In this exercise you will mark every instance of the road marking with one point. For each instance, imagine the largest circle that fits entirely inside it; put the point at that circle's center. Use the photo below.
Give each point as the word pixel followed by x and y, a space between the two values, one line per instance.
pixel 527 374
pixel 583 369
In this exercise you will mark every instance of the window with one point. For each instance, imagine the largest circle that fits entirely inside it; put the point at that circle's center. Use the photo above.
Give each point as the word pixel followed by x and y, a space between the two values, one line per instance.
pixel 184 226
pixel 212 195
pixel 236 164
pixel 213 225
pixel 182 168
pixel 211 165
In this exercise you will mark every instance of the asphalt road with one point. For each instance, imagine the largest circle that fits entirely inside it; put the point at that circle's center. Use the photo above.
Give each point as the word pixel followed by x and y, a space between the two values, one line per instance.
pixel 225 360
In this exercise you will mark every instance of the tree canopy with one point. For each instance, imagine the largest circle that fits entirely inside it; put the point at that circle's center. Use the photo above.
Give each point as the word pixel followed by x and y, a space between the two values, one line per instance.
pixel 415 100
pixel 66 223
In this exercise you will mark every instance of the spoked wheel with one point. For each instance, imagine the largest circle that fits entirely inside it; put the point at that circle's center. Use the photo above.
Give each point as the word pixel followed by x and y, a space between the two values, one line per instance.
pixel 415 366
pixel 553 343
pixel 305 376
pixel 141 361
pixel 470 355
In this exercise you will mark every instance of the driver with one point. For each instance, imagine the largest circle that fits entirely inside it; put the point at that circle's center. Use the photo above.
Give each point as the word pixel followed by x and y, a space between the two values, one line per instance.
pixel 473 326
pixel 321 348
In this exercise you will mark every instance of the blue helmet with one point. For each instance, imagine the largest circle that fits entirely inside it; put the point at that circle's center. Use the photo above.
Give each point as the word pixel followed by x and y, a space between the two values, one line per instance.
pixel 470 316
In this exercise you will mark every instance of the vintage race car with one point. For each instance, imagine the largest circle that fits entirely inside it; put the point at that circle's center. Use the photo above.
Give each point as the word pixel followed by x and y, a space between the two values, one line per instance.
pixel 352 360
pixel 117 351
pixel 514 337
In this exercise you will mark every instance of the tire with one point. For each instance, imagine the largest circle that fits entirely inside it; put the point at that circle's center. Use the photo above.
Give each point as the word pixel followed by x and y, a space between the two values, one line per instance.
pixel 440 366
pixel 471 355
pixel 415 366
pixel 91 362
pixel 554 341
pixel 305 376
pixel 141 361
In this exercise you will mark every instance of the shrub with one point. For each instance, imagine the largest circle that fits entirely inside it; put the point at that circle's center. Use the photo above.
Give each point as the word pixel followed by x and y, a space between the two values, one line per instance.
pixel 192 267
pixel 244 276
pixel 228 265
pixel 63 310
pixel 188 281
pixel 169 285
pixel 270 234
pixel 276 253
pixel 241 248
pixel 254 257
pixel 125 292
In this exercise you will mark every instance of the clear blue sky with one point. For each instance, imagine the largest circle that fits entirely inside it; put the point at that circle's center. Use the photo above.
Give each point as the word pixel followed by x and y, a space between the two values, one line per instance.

------------------------------

- Exercise task: Return the stretch of the records from the line containing "In this exercise you will mark every instance of the tree" through the line containing "pixel 470 355", copying every line unchanged and including both end lines.

- Result of the exercise:
In this exercise you will mark every instance of the tree canopy with one point. For each instance, imagine the largest circle that fits entirely inside it; put the point at that circle's center. Use the photo above.
Give each point as the word pixel followed by x and y, a space between the two values, one line per instance.
pixel 415 100
pixel 66 223
In this exercise you will mark every instance of the spoked wheel with one point. For each instance, imagine the largest circle that fits entirely inside it; put the point at that circle's center. Use the photo above.
Give each point as the word pixel followed by x and y, a space between the two values, one line per instance.
pixel 415 366
pixel 553 343
pixel 305 376
pixel 141 361
pixel 470 355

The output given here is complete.